= DOCUMENT SEGMENT =
The following summary of certain terms and provisions of the warrants offered hereby is not complete and is subject to, and qualified in its entirety by, the provisions of the warrant, the form of which has been filed as an exhibit to the registration statement of which this prospectus is a part. Prospective investors should carefully review the terms and provisions of the form of warrant for a complete description of the terms and conditions of the warrants.

Form. The warrants will be issued as individual warrant agreements to the investors.

Exercisability. The warrants are exercisable at any time after their original issuance, expected to be October 19, 2016, and at any time up to the date that is five years after their original issuance. The warrants will be exercisable, at the option of each holder, in whole or in part by delivering to us a duly executed exercise notice and, at any time a registration statement registering the issuance of the shares of common stock underlying the warrants under the Securities Act is effective and available for the issuance of such shares, or an exemption from registration under the Securities Act is available for the issuance of such shares, by payment in full in immediately available funds for the number of shares of common stock purchased upon such exercise. If a registration statement registering the issuance of the shares of common stock underlying the warrants under the Securities Act is not effective or available and an exemption from registration under the Securities Act is not available for the issuance of such shares, the holder may, in its sole discretion, elect to exercise the warrant through a cashless exercise, in which case the holder would receive upon such exercise the net number of shares of common stock determined according to the formula set forth in the warrant. No fractional shares of common stock will be issued in connection with the exercise of a warrant. In lieu of fractional shares, we will pay the holder an amount in cash equal to the fractional amount multiplied by the exercise price.

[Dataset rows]
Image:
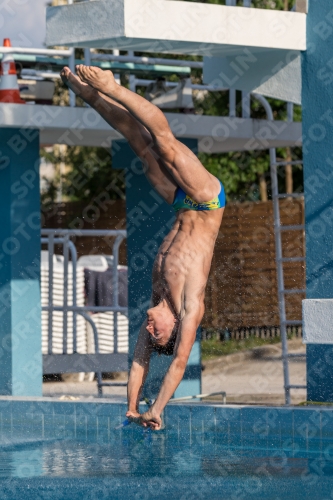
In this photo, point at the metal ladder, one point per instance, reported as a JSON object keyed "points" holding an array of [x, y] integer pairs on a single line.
{"points": [[278, 228]]}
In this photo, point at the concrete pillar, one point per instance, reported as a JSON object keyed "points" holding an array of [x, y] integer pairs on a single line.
{"points": [[317, 100], [149, 219], [20, 310]]}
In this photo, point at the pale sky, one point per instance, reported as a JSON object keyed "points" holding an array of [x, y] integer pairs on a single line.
{"points": [[23, 21]]}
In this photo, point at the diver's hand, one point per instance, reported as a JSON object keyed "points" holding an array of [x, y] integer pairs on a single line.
{"points": [[151, 419], [134, 416]]}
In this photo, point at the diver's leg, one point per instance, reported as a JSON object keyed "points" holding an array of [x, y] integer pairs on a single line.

= WHAT THE TASK REQUIRES =
Resume the summary of the warrant terms from the point where it stops. The records have no role in this.

= THE REPLY =
Exercise Limitation. A holder will not have the right to exercise any portion of the warrant if the holder (together with its affiliates) would beneficially own in excess of 4.99% of the number of shares of our common stock outstanding immediately after giving effect to the exercise, as such percentage ownership is determined in accordance with the terms of the warrants. However, any holder may increase or decrease such percentage to any other percentage not in excess of 9.99% upon at least 61 days’ prior notice from the holder to us.

Exercise Price. The warrants will have an exercise price of $1.10 per share. The exercise price is subject to appropriate adjustment in the event of certain stock dividends and distributions, stock splits, stock combinations, reclassifications or similar events affecting our common stock and also upon any distributions of assets, including cash, stock or other property to our stockholders.

Transferability. Subject to applicable laws, the warrants may be offered for sale, sold, transferred or assigned without our consent.

Exchange Listing. There is no established trading market for the warrants and we do not expect a market to develop. In addition, we do not intend to apply for the listing of the warrants on any national securities exchange or other trading market. Without an active trading market, the liquidity of the warrants will be limited.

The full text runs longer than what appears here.